**Problem description**:
Reproduce word for word the stretch of the entries below from the line containing "Shelf-audit task: drop a dot on every instance of the cable." through the last line of the entries.

+ + +

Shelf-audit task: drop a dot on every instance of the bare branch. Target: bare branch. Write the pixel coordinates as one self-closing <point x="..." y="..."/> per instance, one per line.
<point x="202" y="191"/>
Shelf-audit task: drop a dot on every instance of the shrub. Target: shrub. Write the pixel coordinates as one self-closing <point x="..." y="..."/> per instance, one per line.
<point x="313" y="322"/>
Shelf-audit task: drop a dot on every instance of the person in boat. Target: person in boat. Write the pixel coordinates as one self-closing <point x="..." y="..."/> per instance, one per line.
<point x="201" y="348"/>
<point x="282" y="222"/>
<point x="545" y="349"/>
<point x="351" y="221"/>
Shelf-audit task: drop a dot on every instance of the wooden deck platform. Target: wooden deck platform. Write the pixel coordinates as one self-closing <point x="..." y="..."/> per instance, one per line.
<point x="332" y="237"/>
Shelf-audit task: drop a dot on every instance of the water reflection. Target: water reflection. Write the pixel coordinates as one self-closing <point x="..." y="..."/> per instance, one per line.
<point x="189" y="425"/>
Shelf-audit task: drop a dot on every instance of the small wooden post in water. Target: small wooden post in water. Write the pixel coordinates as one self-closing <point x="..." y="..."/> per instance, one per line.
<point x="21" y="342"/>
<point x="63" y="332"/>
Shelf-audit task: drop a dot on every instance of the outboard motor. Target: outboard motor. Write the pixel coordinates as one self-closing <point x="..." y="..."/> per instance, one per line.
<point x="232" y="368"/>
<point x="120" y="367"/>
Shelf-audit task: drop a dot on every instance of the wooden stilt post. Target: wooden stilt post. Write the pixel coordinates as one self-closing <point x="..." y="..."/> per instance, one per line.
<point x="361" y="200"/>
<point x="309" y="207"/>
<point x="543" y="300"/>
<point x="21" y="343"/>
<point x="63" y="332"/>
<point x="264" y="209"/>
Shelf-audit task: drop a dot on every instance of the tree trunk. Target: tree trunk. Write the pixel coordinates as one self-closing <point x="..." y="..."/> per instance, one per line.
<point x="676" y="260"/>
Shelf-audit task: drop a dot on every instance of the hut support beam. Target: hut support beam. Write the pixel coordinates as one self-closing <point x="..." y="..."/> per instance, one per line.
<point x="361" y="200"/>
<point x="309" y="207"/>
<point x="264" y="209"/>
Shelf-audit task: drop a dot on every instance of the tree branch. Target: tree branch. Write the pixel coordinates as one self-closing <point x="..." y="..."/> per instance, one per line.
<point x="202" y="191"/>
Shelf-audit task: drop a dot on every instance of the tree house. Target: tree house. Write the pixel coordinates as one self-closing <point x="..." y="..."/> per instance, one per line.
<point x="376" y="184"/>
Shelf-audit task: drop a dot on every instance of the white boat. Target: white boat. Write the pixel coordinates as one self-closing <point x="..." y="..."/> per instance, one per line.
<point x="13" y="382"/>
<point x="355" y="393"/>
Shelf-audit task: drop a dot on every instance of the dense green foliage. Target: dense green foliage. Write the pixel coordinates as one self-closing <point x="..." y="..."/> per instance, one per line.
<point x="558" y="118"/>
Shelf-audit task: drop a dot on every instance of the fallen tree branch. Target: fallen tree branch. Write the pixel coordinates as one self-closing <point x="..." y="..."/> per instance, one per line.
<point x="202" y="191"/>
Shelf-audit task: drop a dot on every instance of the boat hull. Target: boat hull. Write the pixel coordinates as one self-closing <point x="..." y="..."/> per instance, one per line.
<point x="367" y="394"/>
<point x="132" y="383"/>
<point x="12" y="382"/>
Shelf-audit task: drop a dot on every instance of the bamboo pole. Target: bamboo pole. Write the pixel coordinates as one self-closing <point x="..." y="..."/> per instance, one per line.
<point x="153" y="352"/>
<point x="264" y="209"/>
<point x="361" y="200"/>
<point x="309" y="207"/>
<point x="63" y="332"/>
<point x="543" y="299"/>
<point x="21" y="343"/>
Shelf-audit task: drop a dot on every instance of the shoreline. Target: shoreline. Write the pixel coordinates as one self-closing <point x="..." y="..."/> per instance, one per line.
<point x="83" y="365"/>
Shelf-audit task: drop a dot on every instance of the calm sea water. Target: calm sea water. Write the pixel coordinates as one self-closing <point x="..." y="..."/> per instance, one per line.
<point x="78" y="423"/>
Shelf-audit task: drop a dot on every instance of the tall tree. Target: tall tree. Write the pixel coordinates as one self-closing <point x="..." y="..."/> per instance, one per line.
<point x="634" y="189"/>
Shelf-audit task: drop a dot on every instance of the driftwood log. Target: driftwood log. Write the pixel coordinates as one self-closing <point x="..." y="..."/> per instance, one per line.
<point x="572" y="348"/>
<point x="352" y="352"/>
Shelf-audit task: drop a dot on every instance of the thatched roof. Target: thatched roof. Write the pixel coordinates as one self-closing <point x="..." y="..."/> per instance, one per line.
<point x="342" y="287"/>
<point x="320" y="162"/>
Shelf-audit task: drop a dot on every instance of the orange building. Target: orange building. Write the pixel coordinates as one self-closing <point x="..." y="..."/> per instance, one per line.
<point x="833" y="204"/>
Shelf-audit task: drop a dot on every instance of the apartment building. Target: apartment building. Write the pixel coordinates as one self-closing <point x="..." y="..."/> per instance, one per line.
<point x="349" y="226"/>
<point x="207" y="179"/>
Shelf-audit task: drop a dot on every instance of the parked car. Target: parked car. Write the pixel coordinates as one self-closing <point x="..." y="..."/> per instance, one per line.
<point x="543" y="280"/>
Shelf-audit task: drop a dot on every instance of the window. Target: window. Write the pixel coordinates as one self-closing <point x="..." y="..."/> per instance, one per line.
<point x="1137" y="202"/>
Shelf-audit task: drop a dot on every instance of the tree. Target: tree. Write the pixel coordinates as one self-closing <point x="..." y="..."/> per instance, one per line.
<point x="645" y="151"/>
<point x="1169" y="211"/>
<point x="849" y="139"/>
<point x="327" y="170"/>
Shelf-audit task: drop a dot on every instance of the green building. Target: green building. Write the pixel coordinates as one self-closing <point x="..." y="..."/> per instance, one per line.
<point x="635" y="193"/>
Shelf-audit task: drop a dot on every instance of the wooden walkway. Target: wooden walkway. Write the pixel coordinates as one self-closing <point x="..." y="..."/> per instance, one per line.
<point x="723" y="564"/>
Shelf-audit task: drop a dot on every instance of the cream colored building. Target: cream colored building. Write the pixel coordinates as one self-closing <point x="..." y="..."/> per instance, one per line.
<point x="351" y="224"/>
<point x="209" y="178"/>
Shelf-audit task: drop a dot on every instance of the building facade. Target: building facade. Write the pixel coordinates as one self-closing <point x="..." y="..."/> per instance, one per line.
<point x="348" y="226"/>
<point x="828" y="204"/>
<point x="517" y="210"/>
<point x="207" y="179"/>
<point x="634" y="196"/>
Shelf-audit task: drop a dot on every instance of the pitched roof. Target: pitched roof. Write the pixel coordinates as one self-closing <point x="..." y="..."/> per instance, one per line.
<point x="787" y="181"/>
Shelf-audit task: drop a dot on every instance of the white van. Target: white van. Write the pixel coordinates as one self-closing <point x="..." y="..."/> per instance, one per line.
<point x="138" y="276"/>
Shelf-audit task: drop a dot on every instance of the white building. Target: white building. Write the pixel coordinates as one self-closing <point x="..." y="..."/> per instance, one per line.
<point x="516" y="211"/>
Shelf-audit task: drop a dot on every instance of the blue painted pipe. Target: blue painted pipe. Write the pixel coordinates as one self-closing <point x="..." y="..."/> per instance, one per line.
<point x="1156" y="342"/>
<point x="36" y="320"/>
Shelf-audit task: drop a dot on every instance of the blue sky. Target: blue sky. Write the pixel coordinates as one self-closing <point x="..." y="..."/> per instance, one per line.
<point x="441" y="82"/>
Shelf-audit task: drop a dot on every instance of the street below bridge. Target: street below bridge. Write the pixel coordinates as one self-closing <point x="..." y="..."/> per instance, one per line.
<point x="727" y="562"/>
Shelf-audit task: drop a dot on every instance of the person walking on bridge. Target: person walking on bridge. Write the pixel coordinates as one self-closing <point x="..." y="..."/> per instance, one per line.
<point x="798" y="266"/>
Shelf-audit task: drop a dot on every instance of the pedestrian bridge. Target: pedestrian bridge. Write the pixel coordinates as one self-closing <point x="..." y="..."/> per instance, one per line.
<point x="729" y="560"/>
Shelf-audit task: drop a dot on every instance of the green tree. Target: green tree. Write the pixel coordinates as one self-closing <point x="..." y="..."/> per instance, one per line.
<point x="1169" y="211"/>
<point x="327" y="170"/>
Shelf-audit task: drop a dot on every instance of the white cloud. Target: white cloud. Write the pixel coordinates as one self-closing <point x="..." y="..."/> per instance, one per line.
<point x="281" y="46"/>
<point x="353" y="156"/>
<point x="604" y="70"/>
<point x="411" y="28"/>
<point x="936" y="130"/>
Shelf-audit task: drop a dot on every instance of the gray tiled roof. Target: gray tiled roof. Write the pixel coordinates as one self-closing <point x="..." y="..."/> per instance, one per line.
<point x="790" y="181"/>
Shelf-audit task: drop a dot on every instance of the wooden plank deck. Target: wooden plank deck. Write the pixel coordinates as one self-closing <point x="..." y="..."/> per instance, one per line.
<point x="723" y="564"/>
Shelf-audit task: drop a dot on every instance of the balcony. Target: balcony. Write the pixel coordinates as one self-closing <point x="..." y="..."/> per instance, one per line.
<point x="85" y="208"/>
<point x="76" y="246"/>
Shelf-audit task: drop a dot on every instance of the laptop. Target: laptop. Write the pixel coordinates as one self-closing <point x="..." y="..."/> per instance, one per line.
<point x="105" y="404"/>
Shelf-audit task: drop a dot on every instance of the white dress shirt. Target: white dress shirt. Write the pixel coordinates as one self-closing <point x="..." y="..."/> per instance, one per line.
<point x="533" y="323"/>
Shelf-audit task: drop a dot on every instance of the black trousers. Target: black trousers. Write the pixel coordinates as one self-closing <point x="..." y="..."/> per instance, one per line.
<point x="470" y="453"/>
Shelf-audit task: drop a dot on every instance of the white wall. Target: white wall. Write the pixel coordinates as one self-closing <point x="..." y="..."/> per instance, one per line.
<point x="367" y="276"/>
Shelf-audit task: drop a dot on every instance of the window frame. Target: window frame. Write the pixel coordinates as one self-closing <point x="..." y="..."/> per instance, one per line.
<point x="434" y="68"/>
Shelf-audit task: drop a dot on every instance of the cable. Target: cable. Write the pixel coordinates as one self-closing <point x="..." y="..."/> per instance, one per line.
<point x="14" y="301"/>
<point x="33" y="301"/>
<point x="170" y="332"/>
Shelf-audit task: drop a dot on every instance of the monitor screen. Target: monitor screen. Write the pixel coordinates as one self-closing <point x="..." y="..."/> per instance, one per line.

+ + +

**Solution to this task**:
Shelf-audit task: drop a dot on every instance of the cable. Target: cable. Write the pixel coordinates as one self-closing <point x="..." y="..."/> per instance, one per line.
<point x="14" y="301"/>
<point x="33" y="301"/>
<point x="170" y="332"/>
Shelf-audit task: drop a dot on every instance of the monitor screen. Target: monitor screen. Write the pixel coordinates as one self-closing <point x="..." y="..."/> per instance, one per line.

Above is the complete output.